__OBJECTIVE__
Return, character for character, the part of the rows that opens with the line containing "target: player's face" and closes with the final line of the rows, including both of those lines.

### DATA

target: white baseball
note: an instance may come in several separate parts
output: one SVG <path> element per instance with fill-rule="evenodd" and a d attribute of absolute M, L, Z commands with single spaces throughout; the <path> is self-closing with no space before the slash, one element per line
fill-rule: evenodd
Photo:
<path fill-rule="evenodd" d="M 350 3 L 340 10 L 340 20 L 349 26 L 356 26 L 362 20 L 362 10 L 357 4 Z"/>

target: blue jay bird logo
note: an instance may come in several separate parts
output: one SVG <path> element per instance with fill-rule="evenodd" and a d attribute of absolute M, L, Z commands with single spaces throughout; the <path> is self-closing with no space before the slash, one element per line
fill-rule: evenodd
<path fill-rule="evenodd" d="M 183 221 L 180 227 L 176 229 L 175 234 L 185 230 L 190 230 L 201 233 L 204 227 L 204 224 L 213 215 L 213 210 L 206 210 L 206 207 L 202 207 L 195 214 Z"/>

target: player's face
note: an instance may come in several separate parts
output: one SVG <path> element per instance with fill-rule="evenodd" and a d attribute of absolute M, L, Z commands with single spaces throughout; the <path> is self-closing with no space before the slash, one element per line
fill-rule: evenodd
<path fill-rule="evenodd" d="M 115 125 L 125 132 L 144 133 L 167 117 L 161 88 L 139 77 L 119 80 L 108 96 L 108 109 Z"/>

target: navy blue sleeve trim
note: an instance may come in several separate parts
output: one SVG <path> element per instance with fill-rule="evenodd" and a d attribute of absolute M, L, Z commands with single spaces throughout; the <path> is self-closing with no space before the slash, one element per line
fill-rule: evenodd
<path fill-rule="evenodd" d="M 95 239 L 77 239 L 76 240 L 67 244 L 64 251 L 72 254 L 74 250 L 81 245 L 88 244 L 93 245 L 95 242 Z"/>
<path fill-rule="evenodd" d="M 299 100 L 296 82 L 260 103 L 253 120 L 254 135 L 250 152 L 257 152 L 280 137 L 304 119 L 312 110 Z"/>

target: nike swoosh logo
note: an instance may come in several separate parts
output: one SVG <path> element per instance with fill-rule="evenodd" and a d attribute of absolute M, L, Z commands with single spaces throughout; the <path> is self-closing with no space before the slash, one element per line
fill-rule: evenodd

######

__FINISHED TASK__
target: player's face
note: an instance may come in several separate parts
output: one SVG <path> element per instance with fill-rule="evenodd" and a d attribute of absolute M, L, Z commands with single spaces throughout; the <path> is self-closing with no space before the slash, one element per line
fill-rule: evenodd
<path fill-rule="evenodd" d="M 115 125 L 125 132 L 144 133 L 167 117 L 161 88 L 139 77 L 119 80 L 108 96 L 108 109 Z"/>

target: navy blue sleeve trim
note: an instance may come in several separate parts
output: one SVG <path> element per instance with fill-rule="evenodd" and a d attribute of absolute M, L, Z commands with single spaces throughout; the <path> is self-closing with no space before the slash, one element per line
fill-rule: evenodd
<path fill-rule="evenodd" d="M 95 239 L 77 239 L 76 240 L 67 244 L 64 251 L 72 254 L 74 250 L 81 245 L 88 244 L 93 245 L 95 242 Z"/>
<path fill-rule="evenodd" d="M 299 100 L 296 82 L 260 103 L 253 120 L 254 135 L 250 152 L 257 152 L 280 137 L 304 119 L 312 110 Z"/>

target: nike swoosh logo
note: an instance may come in several separate parts
output: one SVG <path> element per instance with fill-rule="evenodd" and a d attribute of absolute M, L, Z commands with single spaces throughout; the <path> is self-closing with no space before the slash, one element per line
fill-rule: evenodd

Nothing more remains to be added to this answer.